╭─ Dataset entries

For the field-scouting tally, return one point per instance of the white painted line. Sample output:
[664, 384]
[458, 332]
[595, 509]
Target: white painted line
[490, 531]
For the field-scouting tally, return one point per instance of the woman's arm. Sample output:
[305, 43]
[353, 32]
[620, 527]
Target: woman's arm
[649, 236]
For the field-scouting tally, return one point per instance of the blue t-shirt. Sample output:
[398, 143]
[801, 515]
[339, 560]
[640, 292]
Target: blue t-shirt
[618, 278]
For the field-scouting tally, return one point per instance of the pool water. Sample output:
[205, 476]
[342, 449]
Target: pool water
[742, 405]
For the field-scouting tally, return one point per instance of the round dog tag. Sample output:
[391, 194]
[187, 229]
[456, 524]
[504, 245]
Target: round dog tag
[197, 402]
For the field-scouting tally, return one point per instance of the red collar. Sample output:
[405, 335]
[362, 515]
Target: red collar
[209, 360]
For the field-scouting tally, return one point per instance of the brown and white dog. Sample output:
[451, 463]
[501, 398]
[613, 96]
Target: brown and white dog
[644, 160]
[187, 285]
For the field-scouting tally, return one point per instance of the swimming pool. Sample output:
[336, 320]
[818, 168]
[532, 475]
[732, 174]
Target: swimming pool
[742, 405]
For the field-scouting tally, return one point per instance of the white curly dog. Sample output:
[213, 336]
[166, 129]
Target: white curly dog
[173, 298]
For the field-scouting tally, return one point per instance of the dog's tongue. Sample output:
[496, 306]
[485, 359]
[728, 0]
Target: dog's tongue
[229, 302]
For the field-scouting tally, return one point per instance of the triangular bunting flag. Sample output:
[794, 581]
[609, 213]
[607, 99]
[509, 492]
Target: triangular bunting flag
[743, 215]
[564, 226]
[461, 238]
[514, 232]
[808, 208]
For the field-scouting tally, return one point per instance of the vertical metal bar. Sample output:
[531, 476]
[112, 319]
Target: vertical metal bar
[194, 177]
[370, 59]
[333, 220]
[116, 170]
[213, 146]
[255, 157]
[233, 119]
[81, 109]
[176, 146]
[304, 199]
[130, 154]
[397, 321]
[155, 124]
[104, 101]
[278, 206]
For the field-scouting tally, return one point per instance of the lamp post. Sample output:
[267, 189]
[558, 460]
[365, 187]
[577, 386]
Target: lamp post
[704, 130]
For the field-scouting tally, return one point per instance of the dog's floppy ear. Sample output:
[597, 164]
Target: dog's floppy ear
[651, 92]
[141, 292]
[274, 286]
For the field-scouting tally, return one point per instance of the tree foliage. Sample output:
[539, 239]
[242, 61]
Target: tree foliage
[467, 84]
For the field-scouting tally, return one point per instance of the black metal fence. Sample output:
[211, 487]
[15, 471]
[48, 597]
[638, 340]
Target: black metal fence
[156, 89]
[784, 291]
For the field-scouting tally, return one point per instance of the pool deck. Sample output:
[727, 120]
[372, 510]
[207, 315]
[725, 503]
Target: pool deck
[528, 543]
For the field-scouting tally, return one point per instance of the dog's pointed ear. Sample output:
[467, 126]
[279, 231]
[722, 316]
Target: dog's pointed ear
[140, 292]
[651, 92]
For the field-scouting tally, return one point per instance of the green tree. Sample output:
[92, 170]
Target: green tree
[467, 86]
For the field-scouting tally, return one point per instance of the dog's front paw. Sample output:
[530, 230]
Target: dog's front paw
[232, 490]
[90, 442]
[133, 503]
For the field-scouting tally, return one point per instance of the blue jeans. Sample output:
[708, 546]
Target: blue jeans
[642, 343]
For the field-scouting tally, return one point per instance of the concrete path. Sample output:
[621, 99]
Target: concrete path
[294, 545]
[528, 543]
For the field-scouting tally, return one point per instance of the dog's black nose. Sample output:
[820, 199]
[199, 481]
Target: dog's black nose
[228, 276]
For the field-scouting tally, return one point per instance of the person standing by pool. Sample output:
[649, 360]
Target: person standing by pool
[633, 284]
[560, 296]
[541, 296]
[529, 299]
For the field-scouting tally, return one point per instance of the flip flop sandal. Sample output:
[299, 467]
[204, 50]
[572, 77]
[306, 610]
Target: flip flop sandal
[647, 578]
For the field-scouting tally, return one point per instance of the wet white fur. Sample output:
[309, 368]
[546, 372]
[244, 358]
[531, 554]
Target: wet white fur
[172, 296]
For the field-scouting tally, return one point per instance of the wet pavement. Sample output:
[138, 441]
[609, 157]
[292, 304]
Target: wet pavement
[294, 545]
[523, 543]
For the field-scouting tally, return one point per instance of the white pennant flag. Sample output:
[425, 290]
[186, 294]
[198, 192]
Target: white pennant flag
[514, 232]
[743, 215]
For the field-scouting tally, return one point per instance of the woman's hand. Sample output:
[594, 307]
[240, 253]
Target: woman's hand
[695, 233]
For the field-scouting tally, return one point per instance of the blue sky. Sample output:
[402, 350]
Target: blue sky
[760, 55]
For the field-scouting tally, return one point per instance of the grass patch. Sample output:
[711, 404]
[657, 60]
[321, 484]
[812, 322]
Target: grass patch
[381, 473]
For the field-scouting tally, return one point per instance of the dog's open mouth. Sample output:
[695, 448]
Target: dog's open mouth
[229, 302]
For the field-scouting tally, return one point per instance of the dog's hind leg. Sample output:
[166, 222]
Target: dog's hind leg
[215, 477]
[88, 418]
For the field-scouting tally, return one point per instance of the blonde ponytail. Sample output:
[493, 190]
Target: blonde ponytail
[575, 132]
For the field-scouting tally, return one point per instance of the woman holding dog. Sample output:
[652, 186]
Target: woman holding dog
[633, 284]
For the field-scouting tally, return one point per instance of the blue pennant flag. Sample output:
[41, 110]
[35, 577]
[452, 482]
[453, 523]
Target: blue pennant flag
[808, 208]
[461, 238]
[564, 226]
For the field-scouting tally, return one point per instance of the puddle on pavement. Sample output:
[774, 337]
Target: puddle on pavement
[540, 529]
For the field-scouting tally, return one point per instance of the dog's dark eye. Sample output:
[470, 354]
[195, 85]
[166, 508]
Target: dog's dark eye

╰─
╭─ Dataset entries

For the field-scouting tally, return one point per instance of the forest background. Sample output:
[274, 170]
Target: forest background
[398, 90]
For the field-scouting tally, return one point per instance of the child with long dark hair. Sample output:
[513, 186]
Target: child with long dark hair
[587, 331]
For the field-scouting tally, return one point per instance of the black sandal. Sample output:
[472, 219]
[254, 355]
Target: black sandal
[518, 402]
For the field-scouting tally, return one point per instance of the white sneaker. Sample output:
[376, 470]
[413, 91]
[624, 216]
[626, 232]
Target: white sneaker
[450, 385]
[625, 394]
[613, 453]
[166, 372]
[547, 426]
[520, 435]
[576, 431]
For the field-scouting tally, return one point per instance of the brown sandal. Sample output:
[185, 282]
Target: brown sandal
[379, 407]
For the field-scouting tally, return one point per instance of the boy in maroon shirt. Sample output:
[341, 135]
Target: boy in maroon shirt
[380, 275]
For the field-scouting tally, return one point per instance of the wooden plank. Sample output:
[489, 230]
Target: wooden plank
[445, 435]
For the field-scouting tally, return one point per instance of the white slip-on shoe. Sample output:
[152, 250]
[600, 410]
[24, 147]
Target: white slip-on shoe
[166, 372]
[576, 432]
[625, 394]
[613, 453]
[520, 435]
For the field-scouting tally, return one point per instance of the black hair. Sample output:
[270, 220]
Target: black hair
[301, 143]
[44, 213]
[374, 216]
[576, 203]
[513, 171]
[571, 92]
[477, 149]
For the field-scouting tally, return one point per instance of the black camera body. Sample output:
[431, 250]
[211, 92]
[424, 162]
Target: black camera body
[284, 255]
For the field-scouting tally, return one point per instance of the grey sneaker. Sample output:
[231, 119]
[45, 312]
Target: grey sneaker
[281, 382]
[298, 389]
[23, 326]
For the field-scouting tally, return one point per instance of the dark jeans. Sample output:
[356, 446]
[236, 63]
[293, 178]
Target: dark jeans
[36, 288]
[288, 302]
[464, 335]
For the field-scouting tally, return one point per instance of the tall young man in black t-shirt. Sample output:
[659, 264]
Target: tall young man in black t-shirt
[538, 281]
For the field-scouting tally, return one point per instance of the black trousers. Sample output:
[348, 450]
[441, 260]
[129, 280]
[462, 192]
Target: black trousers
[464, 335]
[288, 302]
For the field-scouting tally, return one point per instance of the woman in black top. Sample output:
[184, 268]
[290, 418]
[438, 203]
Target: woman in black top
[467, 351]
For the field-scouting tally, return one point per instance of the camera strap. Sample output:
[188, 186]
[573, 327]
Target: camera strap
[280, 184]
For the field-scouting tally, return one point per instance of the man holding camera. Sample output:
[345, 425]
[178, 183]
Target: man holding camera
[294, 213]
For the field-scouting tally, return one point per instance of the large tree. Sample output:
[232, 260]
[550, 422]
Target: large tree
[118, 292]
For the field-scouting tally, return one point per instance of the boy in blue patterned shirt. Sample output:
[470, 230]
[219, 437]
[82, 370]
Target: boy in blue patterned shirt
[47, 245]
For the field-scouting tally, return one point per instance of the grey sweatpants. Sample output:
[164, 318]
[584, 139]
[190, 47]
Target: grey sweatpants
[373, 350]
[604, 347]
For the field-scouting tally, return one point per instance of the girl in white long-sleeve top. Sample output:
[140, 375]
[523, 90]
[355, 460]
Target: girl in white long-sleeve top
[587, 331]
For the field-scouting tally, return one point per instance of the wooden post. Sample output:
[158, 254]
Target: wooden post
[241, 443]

╰─
╭─ Dataset entries

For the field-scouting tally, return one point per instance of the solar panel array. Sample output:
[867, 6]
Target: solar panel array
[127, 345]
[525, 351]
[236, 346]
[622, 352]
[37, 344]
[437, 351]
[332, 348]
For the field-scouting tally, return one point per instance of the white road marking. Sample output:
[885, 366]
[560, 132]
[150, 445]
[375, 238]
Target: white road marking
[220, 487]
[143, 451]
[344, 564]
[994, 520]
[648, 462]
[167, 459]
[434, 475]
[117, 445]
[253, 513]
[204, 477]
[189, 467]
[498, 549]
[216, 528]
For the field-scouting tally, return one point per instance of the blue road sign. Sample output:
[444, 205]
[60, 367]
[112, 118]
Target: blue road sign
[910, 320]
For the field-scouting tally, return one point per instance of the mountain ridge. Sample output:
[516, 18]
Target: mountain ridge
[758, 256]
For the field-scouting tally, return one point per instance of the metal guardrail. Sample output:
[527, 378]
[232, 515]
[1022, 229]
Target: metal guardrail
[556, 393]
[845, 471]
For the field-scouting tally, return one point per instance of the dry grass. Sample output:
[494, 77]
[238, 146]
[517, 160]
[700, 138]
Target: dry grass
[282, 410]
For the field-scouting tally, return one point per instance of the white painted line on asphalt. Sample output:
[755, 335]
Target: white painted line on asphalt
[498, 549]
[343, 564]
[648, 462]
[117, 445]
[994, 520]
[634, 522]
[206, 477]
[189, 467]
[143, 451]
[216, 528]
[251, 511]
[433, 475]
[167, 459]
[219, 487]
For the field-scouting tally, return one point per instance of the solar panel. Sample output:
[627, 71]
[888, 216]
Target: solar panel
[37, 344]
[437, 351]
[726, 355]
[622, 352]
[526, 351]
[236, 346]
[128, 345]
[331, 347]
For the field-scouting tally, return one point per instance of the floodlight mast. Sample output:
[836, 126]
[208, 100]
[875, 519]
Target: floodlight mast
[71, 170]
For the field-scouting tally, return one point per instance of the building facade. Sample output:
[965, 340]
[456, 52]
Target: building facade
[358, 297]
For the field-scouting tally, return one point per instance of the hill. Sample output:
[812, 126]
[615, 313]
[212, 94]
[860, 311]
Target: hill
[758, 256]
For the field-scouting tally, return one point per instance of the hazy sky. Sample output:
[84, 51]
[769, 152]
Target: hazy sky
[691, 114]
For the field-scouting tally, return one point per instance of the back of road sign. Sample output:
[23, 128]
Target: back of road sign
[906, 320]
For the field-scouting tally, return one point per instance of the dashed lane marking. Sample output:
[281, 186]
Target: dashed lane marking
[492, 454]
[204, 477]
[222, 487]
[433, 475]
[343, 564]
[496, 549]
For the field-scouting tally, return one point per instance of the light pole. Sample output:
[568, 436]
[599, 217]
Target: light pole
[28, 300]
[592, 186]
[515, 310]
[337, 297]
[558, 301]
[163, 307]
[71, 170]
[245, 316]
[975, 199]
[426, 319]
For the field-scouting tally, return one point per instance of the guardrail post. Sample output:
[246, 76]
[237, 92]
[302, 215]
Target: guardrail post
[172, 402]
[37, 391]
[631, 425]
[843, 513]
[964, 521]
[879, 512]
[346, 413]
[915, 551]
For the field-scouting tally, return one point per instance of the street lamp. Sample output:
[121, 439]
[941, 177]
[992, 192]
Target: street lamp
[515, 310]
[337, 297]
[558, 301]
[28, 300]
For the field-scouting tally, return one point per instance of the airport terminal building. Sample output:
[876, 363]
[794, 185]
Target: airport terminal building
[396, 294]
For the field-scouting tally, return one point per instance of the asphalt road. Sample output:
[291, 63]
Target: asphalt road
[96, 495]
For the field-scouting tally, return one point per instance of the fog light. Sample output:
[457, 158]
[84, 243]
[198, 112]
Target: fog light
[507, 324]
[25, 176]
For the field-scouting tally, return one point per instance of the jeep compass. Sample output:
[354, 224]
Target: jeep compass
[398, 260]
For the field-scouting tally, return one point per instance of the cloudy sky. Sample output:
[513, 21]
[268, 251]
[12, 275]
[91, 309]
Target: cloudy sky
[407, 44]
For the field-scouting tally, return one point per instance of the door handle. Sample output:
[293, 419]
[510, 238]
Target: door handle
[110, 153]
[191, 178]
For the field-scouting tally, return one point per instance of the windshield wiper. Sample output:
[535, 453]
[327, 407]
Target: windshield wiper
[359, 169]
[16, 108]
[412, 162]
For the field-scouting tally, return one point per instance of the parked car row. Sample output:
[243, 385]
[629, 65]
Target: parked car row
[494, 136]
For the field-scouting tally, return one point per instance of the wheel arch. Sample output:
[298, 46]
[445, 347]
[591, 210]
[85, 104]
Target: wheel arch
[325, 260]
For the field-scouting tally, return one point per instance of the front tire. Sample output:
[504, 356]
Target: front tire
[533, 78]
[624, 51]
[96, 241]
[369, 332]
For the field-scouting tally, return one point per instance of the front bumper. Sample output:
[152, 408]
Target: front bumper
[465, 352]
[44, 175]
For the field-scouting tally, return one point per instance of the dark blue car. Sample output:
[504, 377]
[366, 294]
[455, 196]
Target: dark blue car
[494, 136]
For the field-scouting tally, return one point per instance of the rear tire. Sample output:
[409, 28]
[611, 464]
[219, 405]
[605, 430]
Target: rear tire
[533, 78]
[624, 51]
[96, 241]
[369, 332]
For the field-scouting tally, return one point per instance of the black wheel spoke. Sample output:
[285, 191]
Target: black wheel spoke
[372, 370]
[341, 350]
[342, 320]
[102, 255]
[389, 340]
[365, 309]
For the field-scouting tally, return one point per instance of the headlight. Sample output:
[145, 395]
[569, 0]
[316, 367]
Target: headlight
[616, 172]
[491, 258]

╰─

Exercise requirements →
Every line above from the line with "Target: back of road sign" to the line with "of the wheel", both included, must be reproduced exactly, and no other line may appear.

Exercise solution →
Target: back of road sign
[906, 320]
For the field-scouting tally, return one point per instance of the dashed lane marking. Sample output:
[281, 186]
Target: dashed lane marking
[492, 454]
[204, 477]
[222, 487]
[433, 475]
[343, 564]
[496, 549]
For the field-scouting tally, return one point per instance of the light pole. Sample output:
[568, 436]
[599, 217]
Target: light pole
[28, 300]
[592, 186]
[515, 310]
[337, 297]
[558, 301]
[163, 307]
[71, 170]
[245, 316]
[975, 199]
[426, 319]
For the field-scouting tally, return one point per instance of the guardrail post. Sample output:
[246, 76]
[237, 92]
[302, 215]
Target: guardrail post
[172, 402]
[37, 391]
[631, 425]
[843, 513]
[964, 521]
[879, 512]
[346, 413]
[915, 551]
For the field-scouting tally, return one point per instance of the street lamp. Sample output:
[121, 439]
[941, 177]
[992, 192]
Target: street lamp
[515, 310]
[337, 297]
[558, 301]
[28, 300]
For the field-scouting tally, return one point per instance of the airport terminal building. Sample output:
[876, 363]
[794, 185]
Target: airport terminal building
[396, 294]
For the field-scouting tally, return one point per instance of the asphalt road. Sample output:
[291, 63]
Target: asphalt road
[96, 495]
For the field-scouting tally, return one point per instance of the fog light. Sample output:
[457, 158]
[84, 243]
[198, 112]
Target: fog light
[507, 324]
[25, 176]
For the field-scouting tally, return one point per instance of the jeep compass. Sample output:
[354, 224]
Target: jeep compass
[398, 260]
For the field-scouting tally, return one point per instance of the cloudy sky. Sample output:
[513, 21]
[268, 251]
[12, 275]
[91, 309]
Target: cloudy sky
[407, 44]
For the field-scouting tally, return one point per instance of the door handle. Sample output:
[293, 419]
[510, 238]
Target: door handle
[110, 153]
[191, 178]
For the field-scouting tally, return one point per instance of the windshield wiper. Sample output:
[535, 453]
[327, 407]
Target: windshield wiper
[359, 169]
[16, 108]
[412, 162]
For the field-scouting tally, return one point per instance of the parked car row. Sample output:
[243, 385]
[629, 65]
Target: parked car row
[494, 136]
For the field-scouting tally, return one point per instance of the wheel arch. Sample output:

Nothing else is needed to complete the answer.